• _REQUIREMENT_
Reproduce all of the lines below, requests included, multiplying every coordinate value in the answers by 2.4 and rounding each result to a whole number, with halves rounded up. Omit the pictures from your response.

### EXCERPTED DATA

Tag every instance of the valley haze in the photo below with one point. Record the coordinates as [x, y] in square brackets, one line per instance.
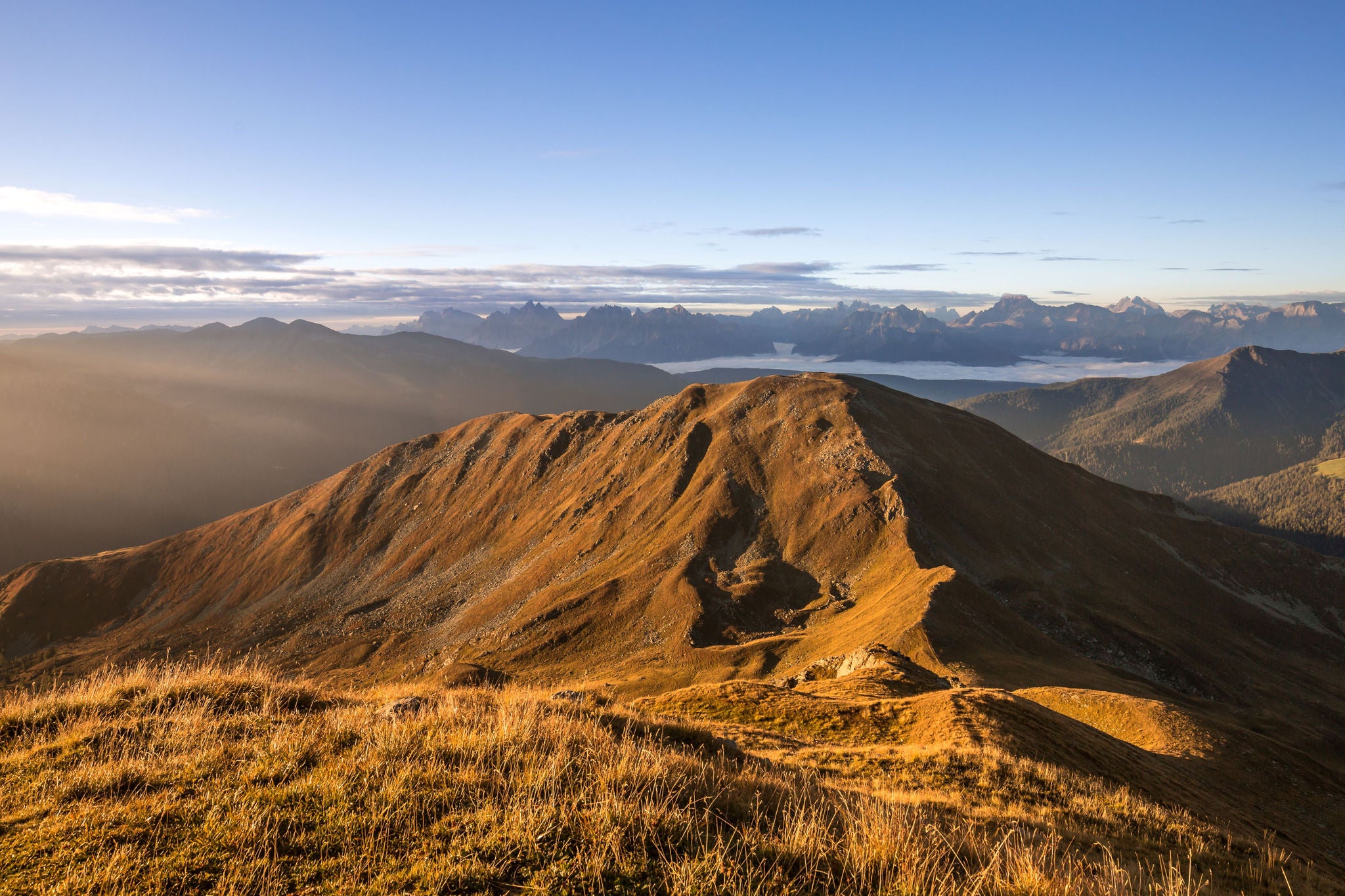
[701, 449]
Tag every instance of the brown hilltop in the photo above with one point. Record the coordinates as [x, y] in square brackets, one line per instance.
[747, 532]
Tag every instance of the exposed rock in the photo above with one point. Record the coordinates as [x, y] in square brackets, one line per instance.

######

• _EXPECTED ANSWER_
Tag every instance of the valley haze in the photo below with one point. Record the coordinates as [x, y] in square brackets, one line per instance.
[1682, 1078]
Tag every instance of the brown hilltop in the photo above with one point. Record the coordinates as [x, y] in square brackets, one line per instance.
[1793, 1277]
Tag every instance of the exposed rock in the photo above with one point. Record the coordinates as [x, y] in square brackets, one line per instance.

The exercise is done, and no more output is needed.